**JOBS:**
- 1) In the passage on Las Vegas celebrity homes, what is the International's current name?
- 2) From the passage on Las Vegas celebrity homes, copy the wording verbatim, starting at the words "Across the luxury" and ending after "be marketed entirely.".

**QUOTED PASSAGE:**
Across the luxury listings we've represented inside these gates, the practical takeaway for sellers is simpler: your buyer pool now includes wealth that arrives by private jet, buys through LLCs, and shops off-market — which changes how a luxury listing should be marketed entirely.

Can You Actually See Celebrity Homes in Las Vegas?
Honest answer: mostly no, and that's the point of the purchase. The guard-gated compounds are invisible from any public road — no map, no tour bus, no this-article exception. What you can see: Casa de Shenandoah's exterior along Sunset and Pecos (the ranch's fate has cycled through sale attempts and redevelopment news for years), the Palomino Lane estate district where Michael Jackson leased (public streets, historic mid-century mansions), the Strip towers where the penthouse class lives above the casinos, and the great historic footprints — the International (now Westgate) where Elvis lived, the Riviera-era corners the Rat Pack ran. Treat it as architecture appreciation, not celebrity safari: Nevada's privacy culture is exactly why the famous keep choosing it, and the neighborhoods enforce it. The same etiquette applies online — the valley's luxury community forums and social groups are notably protective of famous neighbors, a small-town reflex inside a two-million-person metro that says more about why celebrities stay than any tax table does.

**Image boundary annotation records:**
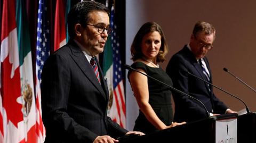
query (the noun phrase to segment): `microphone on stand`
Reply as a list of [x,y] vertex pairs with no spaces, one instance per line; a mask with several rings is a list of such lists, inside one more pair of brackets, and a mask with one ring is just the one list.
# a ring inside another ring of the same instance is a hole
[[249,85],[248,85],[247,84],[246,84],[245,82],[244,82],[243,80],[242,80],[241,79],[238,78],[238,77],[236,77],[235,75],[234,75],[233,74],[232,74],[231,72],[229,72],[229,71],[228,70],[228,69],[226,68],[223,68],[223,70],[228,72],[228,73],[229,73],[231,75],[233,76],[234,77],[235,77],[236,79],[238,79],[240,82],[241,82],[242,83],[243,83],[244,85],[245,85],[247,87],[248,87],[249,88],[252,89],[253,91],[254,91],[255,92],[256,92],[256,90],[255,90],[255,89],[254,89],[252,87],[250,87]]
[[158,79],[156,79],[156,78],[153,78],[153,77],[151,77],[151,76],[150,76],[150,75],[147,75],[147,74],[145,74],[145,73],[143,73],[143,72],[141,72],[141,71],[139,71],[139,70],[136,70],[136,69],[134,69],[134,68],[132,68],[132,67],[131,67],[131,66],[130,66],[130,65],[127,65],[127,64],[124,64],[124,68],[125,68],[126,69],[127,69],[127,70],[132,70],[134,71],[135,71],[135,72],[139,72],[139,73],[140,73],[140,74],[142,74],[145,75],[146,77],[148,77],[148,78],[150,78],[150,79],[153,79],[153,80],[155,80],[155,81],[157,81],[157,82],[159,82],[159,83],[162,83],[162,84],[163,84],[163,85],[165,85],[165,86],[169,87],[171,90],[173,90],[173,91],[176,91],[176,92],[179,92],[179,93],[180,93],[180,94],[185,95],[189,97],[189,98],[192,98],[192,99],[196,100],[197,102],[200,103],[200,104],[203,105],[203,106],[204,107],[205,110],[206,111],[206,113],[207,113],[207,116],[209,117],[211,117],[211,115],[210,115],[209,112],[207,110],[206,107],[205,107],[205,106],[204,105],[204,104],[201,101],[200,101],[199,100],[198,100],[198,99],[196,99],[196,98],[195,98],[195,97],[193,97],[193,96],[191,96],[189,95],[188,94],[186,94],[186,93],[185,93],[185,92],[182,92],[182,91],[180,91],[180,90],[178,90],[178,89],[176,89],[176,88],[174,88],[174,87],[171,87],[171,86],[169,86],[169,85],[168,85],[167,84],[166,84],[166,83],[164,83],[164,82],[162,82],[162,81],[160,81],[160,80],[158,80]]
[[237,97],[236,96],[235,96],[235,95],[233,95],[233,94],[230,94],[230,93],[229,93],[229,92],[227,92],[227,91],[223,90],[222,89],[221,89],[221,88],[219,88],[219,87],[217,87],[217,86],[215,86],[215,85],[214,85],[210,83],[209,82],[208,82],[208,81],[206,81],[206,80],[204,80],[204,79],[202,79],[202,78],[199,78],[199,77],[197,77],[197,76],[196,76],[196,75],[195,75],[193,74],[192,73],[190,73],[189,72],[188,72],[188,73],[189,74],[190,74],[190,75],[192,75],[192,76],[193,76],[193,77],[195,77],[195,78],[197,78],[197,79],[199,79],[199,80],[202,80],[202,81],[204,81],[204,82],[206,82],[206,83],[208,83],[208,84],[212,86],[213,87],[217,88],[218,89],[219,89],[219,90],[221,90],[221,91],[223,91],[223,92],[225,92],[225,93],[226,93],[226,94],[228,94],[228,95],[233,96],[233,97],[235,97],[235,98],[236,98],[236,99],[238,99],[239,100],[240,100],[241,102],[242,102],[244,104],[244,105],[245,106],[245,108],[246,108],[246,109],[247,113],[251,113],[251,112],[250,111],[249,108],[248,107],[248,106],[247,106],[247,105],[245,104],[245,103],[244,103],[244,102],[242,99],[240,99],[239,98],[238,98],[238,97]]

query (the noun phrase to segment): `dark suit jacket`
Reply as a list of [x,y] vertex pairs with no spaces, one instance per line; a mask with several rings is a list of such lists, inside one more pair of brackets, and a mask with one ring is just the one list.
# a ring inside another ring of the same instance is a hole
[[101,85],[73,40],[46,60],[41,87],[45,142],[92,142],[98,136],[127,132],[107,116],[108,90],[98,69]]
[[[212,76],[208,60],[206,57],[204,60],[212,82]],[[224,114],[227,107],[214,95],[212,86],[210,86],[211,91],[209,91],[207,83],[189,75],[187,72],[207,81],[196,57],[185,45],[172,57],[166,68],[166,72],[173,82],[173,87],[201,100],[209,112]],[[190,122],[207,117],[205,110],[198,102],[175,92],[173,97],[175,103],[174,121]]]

**SOLUTIONS FOR EACH TASK:**
- 1) Westgate

- 2)
Across the luxury listings we've represented inside these gates, the practical takeaway for sellers is simpler: your buyer pool now includes wealth that arrives by private jet, buys through LLCs, and shops off-market — which changes how a luxury listing should be marketed entirely.